● Document extract
Post  Benny26 on Thu Jan 10, 2013 4:17 pm

*Original post by Don Vecta


With SORmaker now many people can give it a go in trying to build the beat 'em up of their dreams. SOR maker, while doesn't cover all the features displayed on v5, still has tons of tools and properties to build a fun, exciting and challenging mod. It's all about the creativity of the author.

However, sometimes we don't know what could be the do's and don'ts while building our stages, our settings, enemy placement, difficulty, etc. And after all, we try to please an audience and have our mod played over and over again (I don't think anyone wants to build something from himself and release it public, yes?).

These guidelines are coming from a very personal point of view. People can have different opinions and takes and whatever it might be written here can be discarded if that's not what you guys think. I'm not a professional modder, neither a top player but I've been playing beat 'em ups for more than 25 years so probly my experience could help out a bit to have an idea of what's going on. As I said, I don't intend this to be a universal guide but I try to point out the things I've seen that other people love or hate from a mod and gather their opinions and thoughts. We are community, feel free to contribute with your inputs too.

I'll try not to put specific examples to avoid hurting feelings since this is mostly in a general context. I'm not going to give jabs to anyone or annoy anybody, this is solely with the purpose to contribute and help to create better and better mods, nothing else.

Said that, let's begin, shall we?


Before start modding.

- Get a theme for your mod. You can just make a mod with any lovely stage and fill them with random enemies if you must, but the audience would feel more appealed if the mod had a specific theme. You can make it comedic, or noir, or sci-fi or b-action film or exploitation, etc. and according to your theme, build your stages and place ur enemies accordingly.

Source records
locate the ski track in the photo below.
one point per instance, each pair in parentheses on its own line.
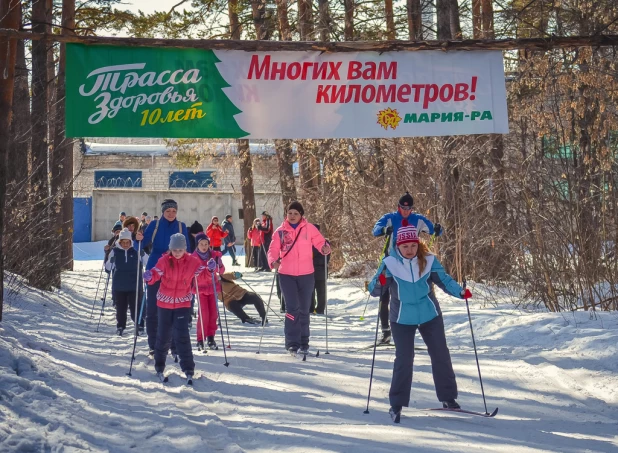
(63,387)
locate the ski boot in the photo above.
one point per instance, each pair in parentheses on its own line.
(450,404)
(212,344)
(386,337)
(395,413)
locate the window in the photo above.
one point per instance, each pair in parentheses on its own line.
(191,180)
(125,179)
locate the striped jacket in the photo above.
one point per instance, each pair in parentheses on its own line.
(412,299)
(176,278)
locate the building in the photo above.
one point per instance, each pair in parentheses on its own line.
(135,175)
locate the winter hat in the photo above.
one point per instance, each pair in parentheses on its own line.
(296,205)
(167,204)
(196,228)
(125,234)
(201,237)
(178,242)
(406,200)
(407,234)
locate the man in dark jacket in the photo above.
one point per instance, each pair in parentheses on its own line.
(230,239)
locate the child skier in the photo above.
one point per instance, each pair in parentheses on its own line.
(216,234)
(257,242)
(176,270)
(388,225)
(123,262)
(410,273)
(208,313)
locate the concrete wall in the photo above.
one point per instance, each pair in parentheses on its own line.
(192,205)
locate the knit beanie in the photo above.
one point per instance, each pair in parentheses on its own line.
(178,242)
(296,205)
(196,228)
(406,200)
(201,237)
(407,234)
(167,204)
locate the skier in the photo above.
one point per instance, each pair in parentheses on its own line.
(388,225)
(123,261)
(410,272)
(158,235)
(257,242)
(236,298)
(175,272)
(266,227)
(290,253)
(208,313)
(216,234)
(230,239)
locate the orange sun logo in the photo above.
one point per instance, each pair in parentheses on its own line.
(388,117)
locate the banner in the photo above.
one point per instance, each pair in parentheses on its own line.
(191,93)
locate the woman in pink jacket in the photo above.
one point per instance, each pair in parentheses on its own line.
(208,312)
(291,253)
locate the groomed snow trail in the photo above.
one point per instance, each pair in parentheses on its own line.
(63,387)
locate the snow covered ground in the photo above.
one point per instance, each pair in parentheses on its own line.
(63,387)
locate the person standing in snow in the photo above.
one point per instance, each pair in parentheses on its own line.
(230,239)
(216,234)
(410,273)
(157,236)
(291,254)
(208,313)
(257,242)
(174,273)
(123,261)
(266,227)
(389,225)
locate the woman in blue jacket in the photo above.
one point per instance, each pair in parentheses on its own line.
(410,273)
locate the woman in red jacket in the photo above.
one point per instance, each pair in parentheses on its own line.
(208,312)
(215,233)
(176,271)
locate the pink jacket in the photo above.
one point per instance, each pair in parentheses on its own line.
(299,260)
(204,280)
(176,280)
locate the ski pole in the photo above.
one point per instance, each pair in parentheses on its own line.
(214,286)
(475,353)
(104,297)
(96,294)
(375,345)
(272,286)
(326,298)
(271,309)
(199,312)
(135,316)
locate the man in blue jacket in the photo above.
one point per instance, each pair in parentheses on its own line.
(158,234)
(388,225)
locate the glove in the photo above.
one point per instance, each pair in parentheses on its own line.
(212,265)
(437,229)
(466,294)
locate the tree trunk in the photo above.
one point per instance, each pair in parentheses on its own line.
(415,23)
(390,20)
(63,148)
(10,14)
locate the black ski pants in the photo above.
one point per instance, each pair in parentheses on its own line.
(236,306)
(297,291)
(318,299)
(174,324)
(434,337)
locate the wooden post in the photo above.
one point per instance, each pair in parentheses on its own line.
(10,14)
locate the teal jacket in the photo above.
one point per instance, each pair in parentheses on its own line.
(412,298)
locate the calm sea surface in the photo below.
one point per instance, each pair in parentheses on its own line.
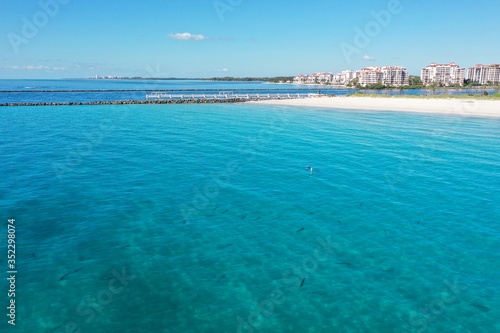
(204,218)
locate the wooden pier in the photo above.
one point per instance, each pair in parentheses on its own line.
(227,96)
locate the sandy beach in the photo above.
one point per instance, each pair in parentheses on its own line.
(451,106)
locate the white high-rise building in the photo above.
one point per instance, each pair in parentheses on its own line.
(395,76)
(371,75)
(484,74)
(445,74)
(388,75)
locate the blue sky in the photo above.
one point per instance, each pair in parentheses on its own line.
(207,38)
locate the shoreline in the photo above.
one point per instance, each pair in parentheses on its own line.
(451,106)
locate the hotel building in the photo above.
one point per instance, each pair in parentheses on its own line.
(388,75)
(445,74)
(484,74)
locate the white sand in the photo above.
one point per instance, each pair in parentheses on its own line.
(459,107)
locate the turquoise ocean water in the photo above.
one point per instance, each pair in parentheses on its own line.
(203,218)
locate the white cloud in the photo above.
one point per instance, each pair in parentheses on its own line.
(186,36)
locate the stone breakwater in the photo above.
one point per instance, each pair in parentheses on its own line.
(160,101)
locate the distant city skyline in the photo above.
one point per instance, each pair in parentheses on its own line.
(202,39)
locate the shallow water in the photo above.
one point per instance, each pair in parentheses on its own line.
(203,218)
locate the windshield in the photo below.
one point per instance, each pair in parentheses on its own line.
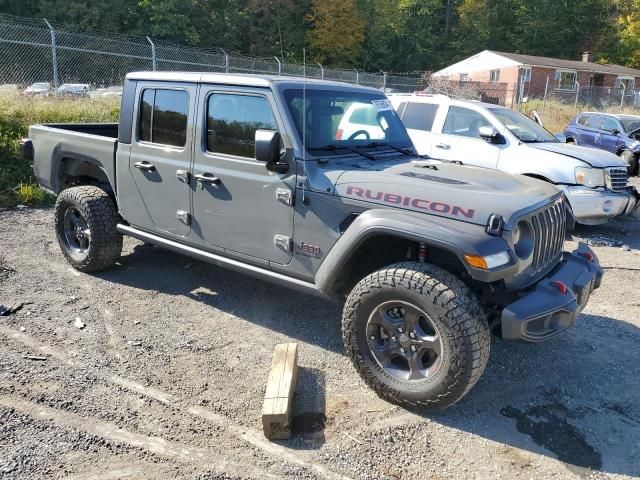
(630,124)
(343,119)
(523,127)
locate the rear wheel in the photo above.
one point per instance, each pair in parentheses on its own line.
(85,222)
(416,334)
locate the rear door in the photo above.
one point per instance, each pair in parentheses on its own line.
(161,154)
(460,140)
(418,120)
(248,210)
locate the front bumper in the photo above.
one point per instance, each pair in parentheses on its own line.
(592,207)
(546,310)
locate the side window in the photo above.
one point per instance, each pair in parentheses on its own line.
(582,119)
(163,117)
(609,125)
(594,122)
(419,116)
(232,121)
(464,122)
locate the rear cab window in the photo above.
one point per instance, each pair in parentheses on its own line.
(419,116)
(163,117)
(232,121)
(463,122)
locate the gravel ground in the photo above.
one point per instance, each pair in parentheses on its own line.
(166,379)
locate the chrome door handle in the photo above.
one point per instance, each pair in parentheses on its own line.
(145,166)
(208,178)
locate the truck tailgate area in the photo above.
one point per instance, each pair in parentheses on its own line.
(78,146)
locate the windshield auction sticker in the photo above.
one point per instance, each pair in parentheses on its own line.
(382,104)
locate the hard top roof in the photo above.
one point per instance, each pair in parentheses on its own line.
(244,79)
(439,98)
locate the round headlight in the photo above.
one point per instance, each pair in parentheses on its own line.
(523,240)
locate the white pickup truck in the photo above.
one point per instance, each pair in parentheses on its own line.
(491,136)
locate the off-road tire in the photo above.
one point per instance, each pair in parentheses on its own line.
(101,215)
(454,309)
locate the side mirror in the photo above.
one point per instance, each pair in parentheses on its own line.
(490,134)
(267,144)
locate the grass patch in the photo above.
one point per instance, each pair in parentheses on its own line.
(17,183)
(557,115)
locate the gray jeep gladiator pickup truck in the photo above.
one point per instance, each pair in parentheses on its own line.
(255,174)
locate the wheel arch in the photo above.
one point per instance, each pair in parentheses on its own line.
(378,238)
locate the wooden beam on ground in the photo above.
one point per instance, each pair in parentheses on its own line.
(278,397)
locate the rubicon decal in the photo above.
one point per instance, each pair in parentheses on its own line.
(405,201)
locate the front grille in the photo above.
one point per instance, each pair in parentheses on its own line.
(616,179)
(549,226)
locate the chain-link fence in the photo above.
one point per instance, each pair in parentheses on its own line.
(34,51)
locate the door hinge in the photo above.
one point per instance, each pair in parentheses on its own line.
(184,217)
(182,176)
(283,242)
(284,195)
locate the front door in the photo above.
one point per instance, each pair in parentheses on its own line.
(238,204)
(460,139)
(161,155)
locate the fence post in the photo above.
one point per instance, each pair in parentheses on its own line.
(544,100)
(54,56)
(226,60)
(153,54)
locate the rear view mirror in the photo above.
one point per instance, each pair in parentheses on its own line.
(267,144)
(490,134)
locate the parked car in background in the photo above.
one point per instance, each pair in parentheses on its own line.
(112,92)
(618,134)
(38,89)
(491,136)
(74,89)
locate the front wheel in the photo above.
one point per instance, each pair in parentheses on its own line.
(416,334)
(85,222)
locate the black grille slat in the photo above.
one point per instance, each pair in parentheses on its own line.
(549,228)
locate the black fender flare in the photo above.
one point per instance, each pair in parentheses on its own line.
(455,236)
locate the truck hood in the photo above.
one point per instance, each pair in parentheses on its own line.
(591,156)
(465,193)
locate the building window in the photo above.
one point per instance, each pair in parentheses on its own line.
(566,80)
(163,117)
(628,83)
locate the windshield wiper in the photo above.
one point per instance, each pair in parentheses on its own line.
(384,144)
(332,148)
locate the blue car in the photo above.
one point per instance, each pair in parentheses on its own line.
(619,134)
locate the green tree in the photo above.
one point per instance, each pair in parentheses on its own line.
(337,32)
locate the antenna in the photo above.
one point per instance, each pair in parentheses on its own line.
(305,201)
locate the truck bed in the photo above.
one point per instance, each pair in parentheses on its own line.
(71,148)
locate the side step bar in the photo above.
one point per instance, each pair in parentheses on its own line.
(220,261)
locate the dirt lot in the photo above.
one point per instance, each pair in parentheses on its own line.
(166,380)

● Task brief
List every example of a mod theme that the modding guidelines post above suggests.

● Final result
comedic, noir, sci-fi, b-action film, exploitation